**Document passage:**
The story of the Eastern Conference Finals, from Cleveland's perspective, is twofold: (1) several players who performed at a high level during the regular season and in the first two rounds of the playoffs did not play well versus Orlando; (2) the Cavs regularly built big early leads only to squander them quickly and then execute poorly down the stretch once the score became close and either team had the opportunity to win. During the offseason, the Cavs' brain trust must figure out why so many players simultaneously regressed during this series and why a team that typically executed very well during the season repeatedly executed very poorly in critical late game situations. To put it bluntly, anyone who is either calling for Coach Mike Brown's head or suggesting that James' entire supporting cast must be replaced is an idiot: Brown's strategies have transformed the Cavs into one of the league's best defensive teams and have already resulted in one NBA Finals appearance and two trips to the Eastern Conference Finals in four years. Brown has won at least 50 regular season games in three of those seasons and his career playoff record of 36-24 is outstanding.

LeBron James did not shake hands with the Magic players after the game, which obviously is a departure from normal protocol; Isiah Thomas and the Bad Boys Pistons are still remembered--and not fondly--for snubbing the Chicago Bulls in a similar fashion after losing to the Bulls in the 1991 playoffs and Thomas later said that what he did was wrong and he told his son not to follow that example. It will be interesting to see if James eventually apologizes for this and it will also be interesting to see what kind of spin the national media puts on James' actions.

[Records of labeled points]
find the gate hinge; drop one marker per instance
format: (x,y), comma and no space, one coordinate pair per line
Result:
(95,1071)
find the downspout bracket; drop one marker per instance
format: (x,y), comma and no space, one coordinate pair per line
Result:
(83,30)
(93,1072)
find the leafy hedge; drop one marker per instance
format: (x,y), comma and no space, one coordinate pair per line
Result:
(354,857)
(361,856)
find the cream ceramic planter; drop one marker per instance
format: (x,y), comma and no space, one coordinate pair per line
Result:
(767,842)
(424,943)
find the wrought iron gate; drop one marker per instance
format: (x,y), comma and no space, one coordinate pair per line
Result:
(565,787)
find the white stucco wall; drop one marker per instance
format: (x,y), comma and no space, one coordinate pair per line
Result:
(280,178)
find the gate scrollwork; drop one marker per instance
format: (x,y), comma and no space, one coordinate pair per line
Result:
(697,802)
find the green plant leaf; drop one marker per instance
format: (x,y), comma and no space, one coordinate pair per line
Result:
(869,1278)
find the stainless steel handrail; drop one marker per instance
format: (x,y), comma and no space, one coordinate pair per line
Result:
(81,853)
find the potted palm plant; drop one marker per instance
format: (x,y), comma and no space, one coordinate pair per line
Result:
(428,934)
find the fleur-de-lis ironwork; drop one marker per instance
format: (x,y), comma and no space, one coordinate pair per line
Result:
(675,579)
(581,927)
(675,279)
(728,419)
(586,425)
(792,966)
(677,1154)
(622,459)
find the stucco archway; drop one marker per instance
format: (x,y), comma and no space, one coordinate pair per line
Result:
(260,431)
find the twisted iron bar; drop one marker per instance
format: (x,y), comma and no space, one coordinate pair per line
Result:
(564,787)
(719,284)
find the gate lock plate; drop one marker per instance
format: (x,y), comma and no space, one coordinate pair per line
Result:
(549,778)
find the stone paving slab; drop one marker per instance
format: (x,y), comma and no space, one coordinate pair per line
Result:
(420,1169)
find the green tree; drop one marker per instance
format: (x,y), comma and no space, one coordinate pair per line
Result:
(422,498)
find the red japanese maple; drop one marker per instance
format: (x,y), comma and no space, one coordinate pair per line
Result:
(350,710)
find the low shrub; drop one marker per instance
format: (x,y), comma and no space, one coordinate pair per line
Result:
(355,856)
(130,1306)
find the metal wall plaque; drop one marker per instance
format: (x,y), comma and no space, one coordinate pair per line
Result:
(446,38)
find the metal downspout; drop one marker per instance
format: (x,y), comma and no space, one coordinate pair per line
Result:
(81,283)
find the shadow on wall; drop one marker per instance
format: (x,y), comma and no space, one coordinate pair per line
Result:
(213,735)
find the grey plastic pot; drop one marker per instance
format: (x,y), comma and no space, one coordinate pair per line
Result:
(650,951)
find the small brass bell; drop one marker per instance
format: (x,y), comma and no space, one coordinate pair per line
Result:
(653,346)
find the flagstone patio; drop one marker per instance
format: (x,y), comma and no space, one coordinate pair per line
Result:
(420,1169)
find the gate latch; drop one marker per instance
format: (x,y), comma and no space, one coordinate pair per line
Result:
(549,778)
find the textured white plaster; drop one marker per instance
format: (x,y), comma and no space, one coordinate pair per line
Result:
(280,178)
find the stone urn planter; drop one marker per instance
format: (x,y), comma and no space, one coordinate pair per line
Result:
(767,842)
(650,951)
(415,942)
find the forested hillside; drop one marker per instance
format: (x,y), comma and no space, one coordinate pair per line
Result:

---

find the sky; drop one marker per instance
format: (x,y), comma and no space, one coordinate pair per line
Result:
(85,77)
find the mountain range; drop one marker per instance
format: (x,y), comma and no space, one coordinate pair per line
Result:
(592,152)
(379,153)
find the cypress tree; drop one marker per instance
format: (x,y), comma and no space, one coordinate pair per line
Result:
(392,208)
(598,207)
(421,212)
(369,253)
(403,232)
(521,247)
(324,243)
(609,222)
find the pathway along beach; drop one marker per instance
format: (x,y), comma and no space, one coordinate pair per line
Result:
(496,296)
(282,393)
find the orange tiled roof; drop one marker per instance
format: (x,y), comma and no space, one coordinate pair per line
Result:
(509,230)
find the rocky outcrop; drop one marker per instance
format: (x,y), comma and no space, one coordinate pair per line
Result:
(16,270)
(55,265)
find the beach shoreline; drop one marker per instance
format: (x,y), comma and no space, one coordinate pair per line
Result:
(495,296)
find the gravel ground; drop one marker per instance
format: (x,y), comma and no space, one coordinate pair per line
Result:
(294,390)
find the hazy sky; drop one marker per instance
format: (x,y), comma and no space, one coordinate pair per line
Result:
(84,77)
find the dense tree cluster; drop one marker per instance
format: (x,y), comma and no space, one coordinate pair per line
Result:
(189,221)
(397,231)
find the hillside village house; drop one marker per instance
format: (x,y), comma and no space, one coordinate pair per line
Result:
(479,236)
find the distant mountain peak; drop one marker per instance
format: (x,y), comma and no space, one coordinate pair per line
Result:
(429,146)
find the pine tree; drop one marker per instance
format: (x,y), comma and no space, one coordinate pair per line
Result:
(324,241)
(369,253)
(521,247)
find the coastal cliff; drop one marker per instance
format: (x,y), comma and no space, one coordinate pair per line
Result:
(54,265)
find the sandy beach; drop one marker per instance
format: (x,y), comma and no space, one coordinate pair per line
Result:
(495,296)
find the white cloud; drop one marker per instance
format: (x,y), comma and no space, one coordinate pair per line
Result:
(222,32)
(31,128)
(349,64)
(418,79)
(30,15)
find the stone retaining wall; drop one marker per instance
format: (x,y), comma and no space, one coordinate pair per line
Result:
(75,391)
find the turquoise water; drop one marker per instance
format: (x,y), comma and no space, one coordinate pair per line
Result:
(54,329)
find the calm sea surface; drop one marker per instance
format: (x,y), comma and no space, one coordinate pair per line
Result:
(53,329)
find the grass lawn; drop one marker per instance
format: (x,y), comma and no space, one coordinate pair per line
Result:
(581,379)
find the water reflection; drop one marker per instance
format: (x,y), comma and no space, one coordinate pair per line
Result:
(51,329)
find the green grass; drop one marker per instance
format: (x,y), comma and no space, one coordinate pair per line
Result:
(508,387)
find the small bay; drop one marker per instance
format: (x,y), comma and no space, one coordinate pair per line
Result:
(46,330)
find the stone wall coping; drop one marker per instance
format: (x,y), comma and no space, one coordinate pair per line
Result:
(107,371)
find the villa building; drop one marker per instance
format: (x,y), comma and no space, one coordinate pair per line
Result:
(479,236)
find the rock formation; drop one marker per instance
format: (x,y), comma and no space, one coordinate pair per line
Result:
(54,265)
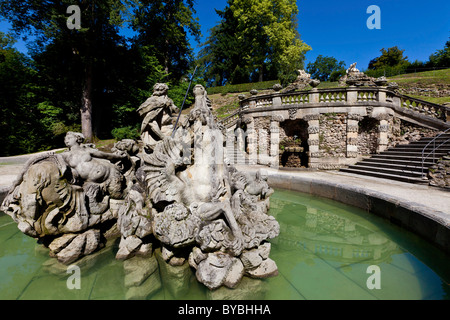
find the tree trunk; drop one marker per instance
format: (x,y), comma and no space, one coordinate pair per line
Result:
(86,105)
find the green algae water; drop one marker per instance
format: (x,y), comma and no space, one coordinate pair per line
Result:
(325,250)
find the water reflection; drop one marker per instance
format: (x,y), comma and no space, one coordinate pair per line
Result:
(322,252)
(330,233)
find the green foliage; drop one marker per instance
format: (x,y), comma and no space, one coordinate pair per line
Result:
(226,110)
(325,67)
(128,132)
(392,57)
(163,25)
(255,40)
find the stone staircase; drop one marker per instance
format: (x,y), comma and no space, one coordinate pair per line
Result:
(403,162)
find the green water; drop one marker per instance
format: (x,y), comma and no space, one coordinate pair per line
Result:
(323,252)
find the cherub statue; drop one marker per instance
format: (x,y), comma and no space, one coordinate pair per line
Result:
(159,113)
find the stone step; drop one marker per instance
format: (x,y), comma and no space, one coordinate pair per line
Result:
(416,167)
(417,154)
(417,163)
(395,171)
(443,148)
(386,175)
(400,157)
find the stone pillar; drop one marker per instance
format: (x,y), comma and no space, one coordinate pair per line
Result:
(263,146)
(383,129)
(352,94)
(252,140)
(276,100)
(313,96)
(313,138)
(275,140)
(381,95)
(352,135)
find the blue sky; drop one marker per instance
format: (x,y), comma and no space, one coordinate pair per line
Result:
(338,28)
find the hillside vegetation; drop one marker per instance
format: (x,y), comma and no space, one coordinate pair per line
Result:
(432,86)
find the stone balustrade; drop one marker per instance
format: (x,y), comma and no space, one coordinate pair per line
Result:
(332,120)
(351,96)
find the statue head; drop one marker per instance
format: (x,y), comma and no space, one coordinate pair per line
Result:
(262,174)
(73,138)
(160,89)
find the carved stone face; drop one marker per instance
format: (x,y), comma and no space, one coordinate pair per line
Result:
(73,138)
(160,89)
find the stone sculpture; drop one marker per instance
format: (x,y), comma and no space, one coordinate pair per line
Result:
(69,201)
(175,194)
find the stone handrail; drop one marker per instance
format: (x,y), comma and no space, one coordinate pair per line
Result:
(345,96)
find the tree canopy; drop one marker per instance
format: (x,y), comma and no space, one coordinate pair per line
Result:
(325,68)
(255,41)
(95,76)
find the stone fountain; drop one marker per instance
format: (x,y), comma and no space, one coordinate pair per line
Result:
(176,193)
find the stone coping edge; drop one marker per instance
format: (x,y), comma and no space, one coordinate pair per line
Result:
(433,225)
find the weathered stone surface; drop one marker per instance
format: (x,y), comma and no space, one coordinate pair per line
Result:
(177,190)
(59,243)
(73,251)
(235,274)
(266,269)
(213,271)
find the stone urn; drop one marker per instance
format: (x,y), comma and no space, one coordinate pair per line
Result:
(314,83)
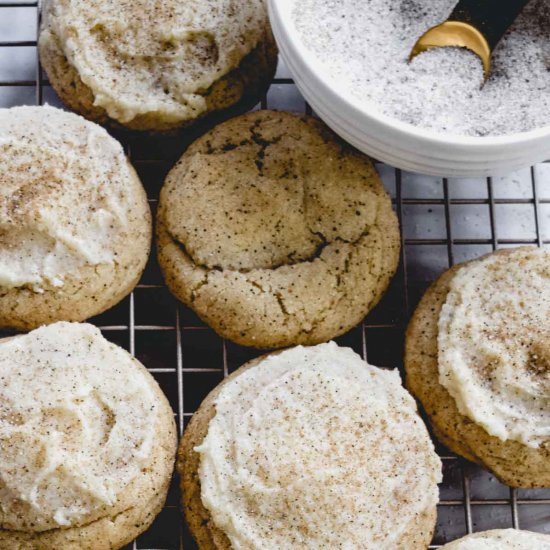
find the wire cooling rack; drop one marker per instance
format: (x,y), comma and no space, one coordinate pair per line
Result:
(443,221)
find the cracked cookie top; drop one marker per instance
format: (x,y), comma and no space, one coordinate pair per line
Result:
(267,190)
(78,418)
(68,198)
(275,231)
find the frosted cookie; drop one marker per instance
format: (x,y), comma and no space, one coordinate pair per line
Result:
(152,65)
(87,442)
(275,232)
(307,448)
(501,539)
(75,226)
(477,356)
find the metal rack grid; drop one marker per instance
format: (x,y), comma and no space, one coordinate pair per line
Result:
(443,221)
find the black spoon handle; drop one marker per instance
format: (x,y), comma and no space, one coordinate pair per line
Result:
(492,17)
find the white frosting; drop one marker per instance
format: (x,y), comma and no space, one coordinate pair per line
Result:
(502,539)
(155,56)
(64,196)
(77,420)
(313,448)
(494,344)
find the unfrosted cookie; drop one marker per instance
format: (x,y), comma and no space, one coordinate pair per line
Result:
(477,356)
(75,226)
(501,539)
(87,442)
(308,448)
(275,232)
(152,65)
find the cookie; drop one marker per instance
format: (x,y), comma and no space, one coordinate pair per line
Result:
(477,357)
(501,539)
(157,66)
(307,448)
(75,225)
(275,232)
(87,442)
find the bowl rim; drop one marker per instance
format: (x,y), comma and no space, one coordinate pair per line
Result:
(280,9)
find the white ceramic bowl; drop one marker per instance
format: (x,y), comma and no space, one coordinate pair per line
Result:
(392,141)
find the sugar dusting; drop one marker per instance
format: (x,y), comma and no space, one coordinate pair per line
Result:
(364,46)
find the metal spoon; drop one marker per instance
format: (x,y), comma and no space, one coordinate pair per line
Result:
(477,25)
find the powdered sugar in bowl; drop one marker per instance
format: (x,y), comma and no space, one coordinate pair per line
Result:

**Complete the following:**
1. Answer these questions about the commentary on Cleveland's Eastern Conference Finals loss to Orlando:
(a) What is Mike Brown's career playoff record?
(b) Which team did Isiah Thomas and the Bad Boys Pistons snub after losing to it in the 1991 playoffs?
(c) How many NBA Finals appearances have Brown's strategies already produced?
2. Write the next paragraph of the commentary on Cleveland's Eastern Conference Finals loss to Orlando.

**Final results:**
1.
(a) 36-24
(b) The Chicago Bulls
(c) One

2.
James compounded his hasty departure from the court by leaving the arena without speaking to the media. James has not made many missteps in his public life but that is a low rent move out of the Brett Favre-Kevin Garnett school: those are guys who are glad to speak with the media when things are going well or when getting their message out to the public suits their purposes but when things are going rough or their team loses then they are nowhere to be found; that is not an example that James should seek to emulate. James' former teammate Eric Snow, currently a commentator on NBA TV, called James' disappearing act "unfortunate" and said that part of being a leader is doing the "hard things" such as swallowing your personal disappointment and speaking with the media after your team has been eliminated. Instead, James hid from the scrutiny, leaving it up to his teammates to take the heat not only for the loss but also to explain how James is feeling. Mo Williams did a good job of deflecting a question about James and instead speaking about the disappointment that all of the Cavs feel--but as the team leader it is James' responsibility to deliver that message in person in his own words. As NBA TV's Rick Kamla noted, Kobe Bryant--who obviously is one of the fiercest competitors in the world--faced the media right after the Lakers got blown out by 39 points in a game six elimination contest in last year's NBA Finals; James should have followed Bryant's lead in that regard. Also, Julius Erving suffered some heartbreaking losses before he won an NBA championship but the one thing he never lost was his class and dignity; he always congratulated his opponents and he always went well beyond the call of duty with the media.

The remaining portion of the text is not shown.